Problems -
1) In the R project text, what file name is given as the destination when the zip file is downloaded?
2) Reproduce the R project text starting at "This is Project" and ending at "rm(list = ls())", swapping "workspace" for "environment".
3) List every R function that is called in the R project text.

# Start of Text passage

This is Project 1 for the Reproducible Research course in the Coursera/JHU Certificate Program. It also is my first attempt to use the Markdown language.
First, I cleansed my R workspace and set my Working Directory:
rm(list = ls())
setwd("~/Desktop/JHU DS Certif/C5 Repro Research")
download.file("http://d396qusza40orc.cloudfront.net/repdata%2Fdata%2Factivity.zip", destfile="Course5Project1", mode="wb")
activity.csv <- unzip("Course5Project1", list=F, exdir = "Course5Project1Unzipped")
activity <- read.csv("~/Desktop/JHU DS Certif/C5 Repro Research/activity.csv", stringsAsFactors=FALSE)

# End of Text passage
# Start of Record list

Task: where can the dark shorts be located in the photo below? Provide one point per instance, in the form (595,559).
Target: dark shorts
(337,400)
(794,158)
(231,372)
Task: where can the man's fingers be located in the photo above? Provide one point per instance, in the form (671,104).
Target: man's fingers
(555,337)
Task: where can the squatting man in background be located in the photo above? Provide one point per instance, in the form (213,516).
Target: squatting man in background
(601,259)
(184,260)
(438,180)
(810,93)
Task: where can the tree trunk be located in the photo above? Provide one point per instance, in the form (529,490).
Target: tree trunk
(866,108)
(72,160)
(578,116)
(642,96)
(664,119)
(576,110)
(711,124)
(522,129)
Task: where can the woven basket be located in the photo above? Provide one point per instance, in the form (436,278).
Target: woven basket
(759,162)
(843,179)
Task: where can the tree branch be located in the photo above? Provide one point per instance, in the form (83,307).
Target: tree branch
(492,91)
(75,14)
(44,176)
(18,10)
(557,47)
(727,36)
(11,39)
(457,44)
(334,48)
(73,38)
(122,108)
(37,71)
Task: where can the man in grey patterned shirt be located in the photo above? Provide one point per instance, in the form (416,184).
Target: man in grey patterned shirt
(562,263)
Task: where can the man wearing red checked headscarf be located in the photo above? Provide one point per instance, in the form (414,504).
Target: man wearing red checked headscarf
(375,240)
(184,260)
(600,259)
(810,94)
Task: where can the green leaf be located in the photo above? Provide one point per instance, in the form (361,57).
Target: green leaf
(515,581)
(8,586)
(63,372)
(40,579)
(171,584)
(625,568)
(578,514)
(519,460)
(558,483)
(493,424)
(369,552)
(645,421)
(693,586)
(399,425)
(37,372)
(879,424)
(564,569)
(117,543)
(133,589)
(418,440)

# End of Record list
# Start of Record list

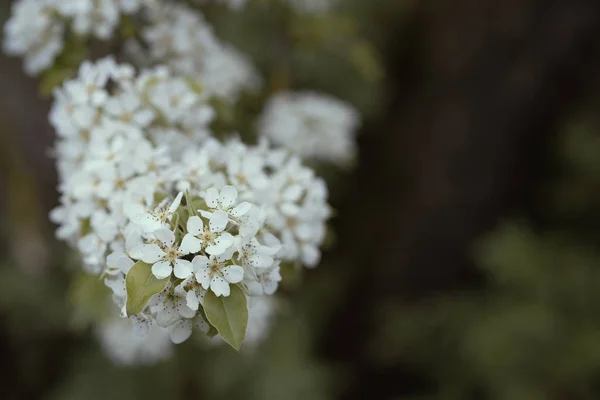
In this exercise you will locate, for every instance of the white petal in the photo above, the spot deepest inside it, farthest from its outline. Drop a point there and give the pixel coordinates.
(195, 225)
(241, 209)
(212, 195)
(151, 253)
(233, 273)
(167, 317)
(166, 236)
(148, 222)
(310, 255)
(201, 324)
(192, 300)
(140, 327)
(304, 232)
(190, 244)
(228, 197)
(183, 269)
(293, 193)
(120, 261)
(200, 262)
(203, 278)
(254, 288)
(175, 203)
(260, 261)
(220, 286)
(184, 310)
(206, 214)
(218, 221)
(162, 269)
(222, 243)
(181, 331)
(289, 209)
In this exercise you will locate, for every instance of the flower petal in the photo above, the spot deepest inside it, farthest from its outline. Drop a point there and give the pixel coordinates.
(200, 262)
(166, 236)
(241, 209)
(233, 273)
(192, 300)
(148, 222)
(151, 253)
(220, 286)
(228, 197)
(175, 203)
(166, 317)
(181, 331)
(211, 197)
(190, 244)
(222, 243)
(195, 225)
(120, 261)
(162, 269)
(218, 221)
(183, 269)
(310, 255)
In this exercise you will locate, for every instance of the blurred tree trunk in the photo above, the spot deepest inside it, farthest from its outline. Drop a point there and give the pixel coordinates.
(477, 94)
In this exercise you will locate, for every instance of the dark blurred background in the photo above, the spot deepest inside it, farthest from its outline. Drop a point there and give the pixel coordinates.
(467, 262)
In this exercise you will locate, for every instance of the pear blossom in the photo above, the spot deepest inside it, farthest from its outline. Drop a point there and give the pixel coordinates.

# End of Record list
# Start of Record list

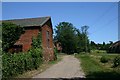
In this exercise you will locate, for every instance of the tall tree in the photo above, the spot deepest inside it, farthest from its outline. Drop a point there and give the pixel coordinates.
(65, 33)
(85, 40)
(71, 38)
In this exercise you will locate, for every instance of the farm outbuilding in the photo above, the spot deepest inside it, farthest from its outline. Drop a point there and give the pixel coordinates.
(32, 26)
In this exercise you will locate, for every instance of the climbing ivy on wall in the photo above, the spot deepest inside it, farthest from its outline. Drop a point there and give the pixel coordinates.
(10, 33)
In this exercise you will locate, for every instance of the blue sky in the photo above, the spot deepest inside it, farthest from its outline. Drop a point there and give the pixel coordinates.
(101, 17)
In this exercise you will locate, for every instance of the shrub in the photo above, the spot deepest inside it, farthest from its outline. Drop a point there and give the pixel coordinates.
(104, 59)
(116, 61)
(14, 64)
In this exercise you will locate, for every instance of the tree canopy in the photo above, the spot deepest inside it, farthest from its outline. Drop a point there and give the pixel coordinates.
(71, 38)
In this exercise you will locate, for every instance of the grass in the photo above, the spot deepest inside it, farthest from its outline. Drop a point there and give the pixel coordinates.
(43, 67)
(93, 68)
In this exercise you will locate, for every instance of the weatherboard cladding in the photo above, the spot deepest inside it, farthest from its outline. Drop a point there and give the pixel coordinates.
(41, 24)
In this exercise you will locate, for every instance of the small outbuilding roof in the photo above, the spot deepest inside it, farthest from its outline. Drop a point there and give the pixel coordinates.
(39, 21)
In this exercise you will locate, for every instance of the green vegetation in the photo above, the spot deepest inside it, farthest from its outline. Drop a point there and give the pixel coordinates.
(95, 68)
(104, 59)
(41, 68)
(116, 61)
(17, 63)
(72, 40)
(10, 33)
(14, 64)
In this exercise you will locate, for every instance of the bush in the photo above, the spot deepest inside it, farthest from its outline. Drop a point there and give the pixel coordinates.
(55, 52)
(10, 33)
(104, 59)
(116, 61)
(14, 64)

# End of Record list

In response -
1) Course5Project1

2)
This is Project 1 for the Reproducible Research course in the Coursera/JHU Certificate Program. It also is my first attempt to use the Markdown language.
First, I cleansed my R environment and set my Working Directory:
rm(list = ls())

3) rm, ls, setwd, download.file, unzip, read.csv